▶ [Work to be completed] Copy out, word for word, the lines from the start of the data below through the line containing "Sample point: (283,10)", and no others.

Stored items from a collection

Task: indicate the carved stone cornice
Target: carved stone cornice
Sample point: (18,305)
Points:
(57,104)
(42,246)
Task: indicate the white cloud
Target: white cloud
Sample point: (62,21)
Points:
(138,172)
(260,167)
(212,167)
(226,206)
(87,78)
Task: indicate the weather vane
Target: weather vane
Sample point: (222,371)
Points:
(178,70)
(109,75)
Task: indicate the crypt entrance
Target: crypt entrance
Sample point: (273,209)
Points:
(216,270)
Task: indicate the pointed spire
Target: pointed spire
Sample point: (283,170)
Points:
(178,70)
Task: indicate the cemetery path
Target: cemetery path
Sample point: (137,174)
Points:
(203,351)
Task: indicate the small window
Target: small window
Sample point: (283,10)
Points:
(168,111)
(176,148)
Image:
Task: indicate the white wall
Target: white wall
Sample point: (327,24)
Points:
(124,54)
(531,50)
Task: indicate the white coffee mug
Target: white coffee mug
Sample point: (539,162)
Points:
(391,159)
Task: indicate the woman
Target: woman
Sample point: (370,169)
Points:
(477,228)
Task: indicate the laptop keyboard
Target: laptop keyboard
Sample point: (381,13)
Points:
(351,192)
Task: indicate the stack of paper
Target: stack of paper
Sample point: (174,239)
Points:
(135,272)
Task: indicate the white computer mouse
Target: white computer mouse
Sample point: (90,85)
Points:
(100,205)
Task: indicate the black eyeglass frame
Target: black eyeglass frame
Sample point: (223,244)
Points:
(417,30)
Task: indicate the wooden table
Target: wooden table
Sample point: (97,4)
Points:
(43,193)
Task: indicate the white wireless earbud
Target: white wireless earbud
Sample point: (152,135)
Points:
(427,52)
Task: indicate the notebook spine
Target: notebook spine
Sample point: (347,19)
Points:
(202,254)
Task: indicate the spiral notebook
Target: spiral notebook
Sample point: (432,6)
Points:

▶ [Your response]
Task: indicate the carved stone cornice
Target: carved stone cornice
Sample point: (18,305)
Points:
(57,104)
(42,246)
Task: indicate the white cloud
Target: white cloud
Sample point: (62,21)
Points:
(138,172)
(260,167)
(212,167)
(226,206)
(87,78)
Task: indicate the weather vane
Target: weather vane
Sample point: (222,371)
Points:
(178,70)
(109,75)
Task: indicate the crypt entrance
Target: crypt entrance
Sample point: (273,209)
Points:
(216,270)
Task: indicate the pointed spire
Target: pointed spire
Sample point: (283,170)
Points:
(178,70)
Task: indicate the cemetery path
Target: cemetery path
Sample point: (137,174)
Points:
(203,351)
Task: indicate the small window
Target: small window
Sample point: (283,10)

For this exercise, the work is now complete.